= ИСХОДНЫЙ ТЕКСТ =
--*--

(16) Я уверен: то, что сказал Децим Силан, муж храбрый и решительный, он сказал, руководствуясь своей преданностью государству, и в столь важном деле им не движет ни расположение, ни неприязнь: его правила и умеренность мне хорошо известны. (17) Но его предложение мне кажется не столько жестоким (в самом деле, что можно считать жестокостью по отношению к таким людям?), сколько чуждым нашему государственному строю. (18) Это, конечно, либо страх, либо их противозаконные действия побудили тебя, Силан, избранного консула, подать голос за неслыханную кару. (19) О страхе говорить излишне — тем более что благодаря бдительности прославленного мужа, консула, налицо многочисленная вооруженная стража[248]. (20) О наказании я, право, могу сказать то, что вытекает из сути дела: в горе и несчастиях смерть — отдохновение от бедствий, а не мука; она избавляет человека от всяческих зол: по ту сторону ни для печали, ни для радости места нет[249].
(21) Но — во имя бессмертных богов! — почему не прибавил ты к своему предложению, чтобы их сперва наказали розгами? (22) Не потому ли, что это воспрещено Порциевым законом?[250] Но ведь другие законы позволяют даже осужденным гражданам отправляться в изгнание, вместо того чтобы их лишали жизни[251]. (23) Не потому ли, что быть наказанным розгами более тяжко, чем быть казненным? Но что может быть суровым, вернее, чересчур тяжким по отношению к людям, изобличенным в столь великом злодеянии? (24) А если потому, что кара эта чересчур мягка, то правильно ли в менее важном деле бояться закона, когда в более важном им пренебрегли?

--*--

= Записи набора данных о расположении объектов =

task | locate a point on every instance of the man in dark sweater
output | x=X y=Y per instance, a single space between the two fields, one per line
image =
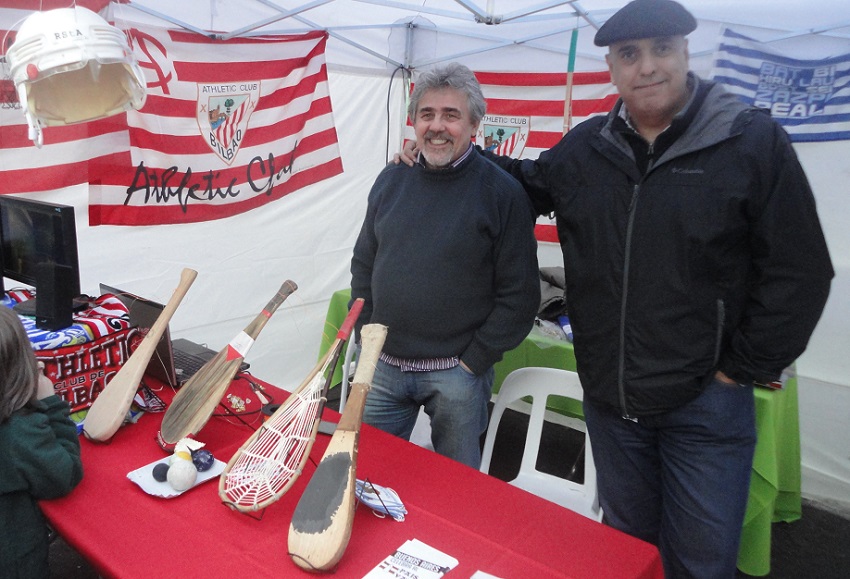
x=447 y=259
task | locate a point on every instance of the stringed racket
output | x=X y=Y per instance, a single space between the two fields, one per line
x=271 y=460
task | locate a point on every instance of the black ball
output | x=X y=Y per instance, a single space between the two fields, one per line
x=160 y=472
x=203 y=459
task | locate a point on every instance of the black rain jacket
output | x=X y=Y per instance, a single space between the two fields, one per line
x=713 y=259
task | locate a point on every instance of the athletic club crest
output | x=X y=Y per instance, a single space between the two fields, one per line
x=503 y=135
x=223 y=113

--*--

= СУТЬ ЗАДАНИЯ =
Выпишите дословно из текста о предложении Силана отрывок, который начинается со слов "(21) Но — во" и заканчивается словами "важном им пренебрегли?".

= ПИСЬМЕННОЕ РЕШЕНИЕ =
(21) Но — во имя бессмертных богов! — почему не прибавил ты к своему предложению, чтобы их сперва наказали розгами? (22) Не потому ли, что это воспрещено Порциевым законом?[250] Но ведь другие законы позволяют даже осужденным гражданам отправляться в изгнание, вместо того чтобы их лишали жизни[251]. (23) Не потому ли, что быть наказанным розгами более тяжко, чем быть казненным? Но что может быть суровым, вернее, чересчур тяжким по отношению к людям, изобличенным в столь великом злодеянии? (24) А если потому, что кара эта чересчур мягка, то правильно ли в менее важном деле бояться закона, когда в более важном им пренебрегли?